• **Problem to work on**
Please set down each line of the data again, unchanged.

>>>

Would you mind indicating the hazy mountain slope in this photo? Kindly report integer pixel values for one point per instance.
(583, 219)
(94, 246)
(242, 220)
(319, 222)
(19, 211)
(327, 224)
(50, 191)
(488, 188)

<<<

• **Output for this task**
Would you mind indicating the hazy mountain slope in this photo? Kindly report integer pixel values for one point per instance.
(583, 219)
(94, 246)
(242, 220)
(319, 222)
(19, 211)
(327, 224)
(50, 191)
(488, 188)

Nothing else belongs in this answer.